*ACTIONS TO TAKE*:
(a) Answer these questions from the passage on China's Dream, one answer per line, marked (i), (ii), (iii):
(i) On what date did Xi Jinping define "China's Dream"?
(ii) What covers the walls surrounding Shenzhen's construction sites?
(iii) What do the posters explicitly celebrate?
(b) Echo the part of the passage on China's Dream starting with "In support of" and going on through "strengthening the country.".
(c) Recast the paragraph of the passage on China's Dream that begins "In support of Xi Jinping's exhortation" as a short bulleted list, keeping its main facts.

*PROVIDED TEXT*:
Segment Open
On November 29, 2012, in one of his first appearances as the General Party Secretary of the People’s Republic, Xi Jinping defined “China’s Dream”, saying, “everyone is debating what China’s Dream is. I think that since the modern era, the greatest dream of the Chinese nation has been the renaissance of the Chinese people (大家都在讨论中国梦。我认为,实现中华民族伟大复兴,就是中华民族以来最伟大的梦想。).”

In support of Xi Jinping’s exhortation, the walls surrounding Shenzhen’s construction sites have been covered in posters that define this dream in terms of Chinese tradition. Visually, this is achieved through folk paintings of children learning to use a calligraphy brush or symbols of new year’s prosperity. However, given that folk nationalism was such an important part of early Maoism, these posters also reference the joys of labor and strengthening the country.

Shenzhen’s take on the campaign interests me because the posters reference Maoism indirectly through a visual rhetoric that reiterates 1950s folk nationalism. Traditional activities and visual styles further evoke a nostalgia for the good old days. Moreover, these posters explicitly celebrate Confucianism. All this to say, the current Shenzhen interpretation of Xi Jinping’s Chinese Dream takes the form of nostalgia for a past that ever happened creates a Chinese identity that is explicitly cultural, rather that political.
Segment Closed
*ENTRIES SHOWN*:
Segment Open
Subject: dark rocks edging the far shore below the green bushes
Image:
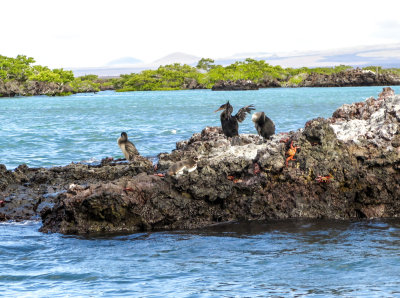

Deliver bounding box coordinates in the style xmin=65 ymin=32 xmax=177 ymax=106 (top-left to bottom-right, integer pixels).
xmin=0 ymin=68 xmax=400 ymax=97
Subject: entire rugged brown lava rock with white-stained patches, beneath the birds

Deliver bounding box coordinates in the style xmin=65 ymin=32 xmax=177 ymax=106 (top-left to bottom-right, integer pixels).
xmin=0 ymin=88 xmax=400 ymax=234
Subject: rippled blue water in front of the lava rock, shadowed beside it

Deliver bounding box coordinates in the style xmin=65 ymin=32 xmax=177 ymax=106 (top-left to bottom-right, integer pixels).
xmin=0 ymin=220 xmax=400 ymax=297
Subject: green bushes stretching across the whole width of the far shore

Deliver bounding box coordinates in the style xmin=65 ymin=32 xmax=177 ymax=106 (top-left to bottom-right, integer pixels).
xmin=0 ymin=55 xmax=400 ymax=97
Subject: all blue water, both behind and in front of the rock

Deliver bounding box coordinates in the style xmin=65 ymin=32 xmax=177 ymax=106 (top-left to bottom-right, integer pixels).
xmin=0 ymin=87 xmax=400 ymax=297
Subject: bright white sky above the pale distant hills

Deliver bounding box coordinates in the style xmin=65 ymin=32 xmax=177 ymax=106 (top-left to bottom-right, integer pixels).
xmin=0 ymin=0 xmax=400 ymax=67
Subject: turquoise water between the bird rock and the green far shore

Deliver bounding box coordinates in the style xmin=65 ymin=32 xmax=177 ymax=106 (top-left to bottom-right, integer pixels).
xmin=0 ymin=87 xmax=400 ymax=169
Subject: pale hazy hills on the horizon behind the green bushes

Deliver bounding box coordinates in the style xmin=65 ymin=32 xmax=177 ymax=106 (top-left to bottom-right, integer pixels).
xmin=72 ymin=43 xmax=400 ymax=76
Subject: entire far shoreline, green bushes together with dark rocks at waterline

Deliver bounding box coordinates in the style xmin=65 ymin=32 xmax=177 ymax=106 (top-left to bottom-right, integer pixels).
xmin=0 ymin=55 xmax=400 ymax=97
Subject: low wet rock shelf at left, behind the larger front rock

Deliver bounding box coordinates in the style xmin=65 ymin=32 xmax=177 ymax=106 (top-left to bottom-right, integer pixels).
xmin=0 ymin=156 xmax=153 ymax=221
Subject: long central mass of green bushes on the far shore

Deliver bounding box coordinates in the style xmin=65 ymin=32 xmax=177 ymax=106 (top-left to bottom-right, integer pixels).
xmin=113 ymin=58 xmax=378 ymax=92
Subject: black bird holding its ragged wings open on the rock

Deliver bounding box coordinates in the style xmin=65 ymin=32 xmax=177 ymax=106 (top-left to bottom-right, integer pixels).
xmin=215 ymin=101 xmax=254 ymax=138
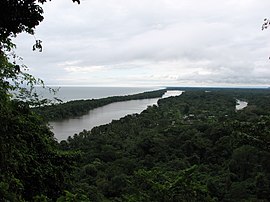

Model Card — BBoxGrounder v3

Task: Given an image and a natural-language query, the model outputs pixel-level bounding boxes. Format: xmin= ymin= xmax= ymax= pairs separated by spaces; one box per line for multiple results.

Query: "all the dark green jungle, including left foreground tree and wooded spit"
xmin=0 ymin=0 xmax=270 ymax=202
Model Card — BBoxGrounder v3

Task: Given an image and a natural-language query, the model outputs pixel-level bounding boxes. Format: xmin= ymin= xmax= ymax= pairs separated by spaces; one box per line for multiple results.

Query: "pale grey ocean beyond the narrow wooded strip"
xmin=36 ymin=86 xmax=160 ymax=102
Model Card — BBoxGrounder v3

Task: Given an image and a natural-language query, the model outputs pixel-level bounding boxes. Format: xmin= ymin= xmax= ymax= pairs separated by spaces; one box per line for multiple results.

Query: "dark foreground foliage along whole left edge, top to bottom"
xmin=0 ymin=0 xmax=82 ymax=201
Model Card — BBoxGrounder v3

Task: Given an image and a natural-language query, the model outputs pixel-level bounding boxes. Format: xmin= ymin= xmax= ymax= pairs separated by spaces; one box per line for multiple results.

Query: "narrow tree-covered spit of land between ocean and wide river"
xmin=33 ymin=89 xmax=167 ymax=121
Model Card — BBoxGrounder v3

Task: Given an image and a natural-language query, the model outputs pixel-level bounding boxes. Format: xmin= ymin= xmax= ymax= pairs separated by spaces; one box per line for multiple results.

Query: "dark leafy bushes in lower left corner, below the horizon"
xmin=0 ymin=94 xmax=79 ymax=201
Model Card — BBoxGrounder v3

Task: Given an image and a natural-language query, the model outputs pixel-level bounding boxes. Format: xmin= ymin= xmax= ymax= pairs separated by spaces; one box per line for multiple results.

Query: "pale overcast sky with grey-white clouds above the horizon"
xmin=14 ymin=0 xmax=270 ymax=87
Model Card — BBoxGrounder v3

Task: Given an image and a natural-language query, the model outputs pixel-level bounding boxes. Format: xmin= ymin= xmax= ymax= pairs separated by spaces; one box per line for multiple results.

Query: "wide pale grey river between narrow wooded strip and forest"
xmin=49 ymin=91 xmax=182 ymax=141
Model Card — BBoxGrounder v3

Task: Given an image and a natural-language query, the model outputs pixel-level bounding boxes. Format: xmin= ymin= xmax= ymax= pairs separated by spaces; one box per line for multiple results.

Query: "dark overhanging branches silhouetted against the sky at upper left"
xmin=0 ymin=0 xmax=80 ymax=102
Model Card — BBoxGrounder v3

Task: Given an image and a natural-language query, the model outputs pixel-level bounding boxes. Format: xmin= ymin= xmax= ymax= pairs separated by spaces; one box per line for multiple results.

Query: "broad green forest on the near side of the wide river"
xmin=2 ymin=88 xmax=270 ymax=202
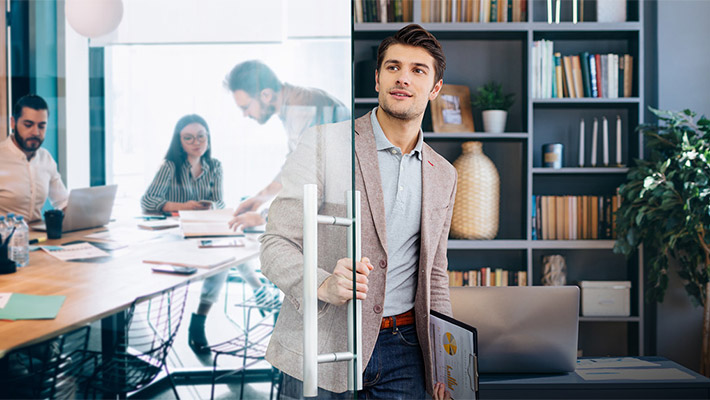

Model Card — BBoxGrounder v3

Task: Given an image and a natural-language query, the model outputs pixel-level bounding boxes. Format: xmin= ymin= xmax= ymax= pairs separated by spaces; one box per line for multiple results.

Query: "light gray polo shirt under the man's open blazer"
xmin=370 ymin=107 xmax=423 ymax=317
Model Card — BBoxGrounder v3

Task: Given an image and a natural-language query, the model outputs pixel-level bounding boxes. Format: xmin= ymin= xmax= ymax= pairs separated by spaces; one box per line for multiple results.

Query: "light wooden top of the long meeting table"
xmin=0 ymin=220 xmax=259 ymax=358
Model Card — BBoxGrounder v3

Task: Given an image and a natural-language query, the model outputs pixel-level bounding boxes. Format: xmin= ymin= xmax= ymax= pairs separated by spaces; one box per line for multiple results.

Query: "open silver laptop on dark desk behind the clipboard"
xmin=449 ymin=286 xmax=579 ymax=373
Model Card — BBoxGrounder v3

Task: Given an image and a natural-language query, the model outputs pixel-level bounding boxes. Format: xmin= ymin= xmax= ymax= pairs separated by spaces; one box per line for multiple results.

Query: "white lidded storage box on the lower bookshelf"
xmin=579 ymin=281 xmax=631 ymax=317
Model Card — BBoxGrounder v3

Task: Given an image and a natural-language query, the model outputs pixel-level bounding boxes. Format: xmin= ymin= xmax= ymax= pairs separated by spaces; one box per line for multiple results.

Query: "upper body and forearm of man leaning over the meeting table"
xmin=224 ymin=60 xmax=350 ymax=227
Segment Closed
*SOLUTIONS BY TASK*:
(a)
(i) November 29, 2012
(ii) Posters that define this dream in terms of Chinese tradition
(iii) Confucianism

(b)
In support of Xi Jinping’s exhortation, the walls surrounding Shenzhen’s construction sites have been covered in posters that define this dream in terms of Chinese tradition. Visually, this is achieved through folk paintings of children learning to use a calligraphy brush or symbols of new year’s prosperity. However, given that folk nationalism was such an important part of early Maoism, these posters also reference the joys of labor and strengthening the country.

(c)
- Posters on the walls around Shenzhen's construction sites support Xi Jinping's exhortation by defining the dream in terms of Chinese tradition.
- They use folk paintings of children learning to use a calligraphy brush, or symbols of new year's prosperity.
- Because folk nationalism was an important part of early Maoism, the posters also reference the joys of labor and strengthening the country.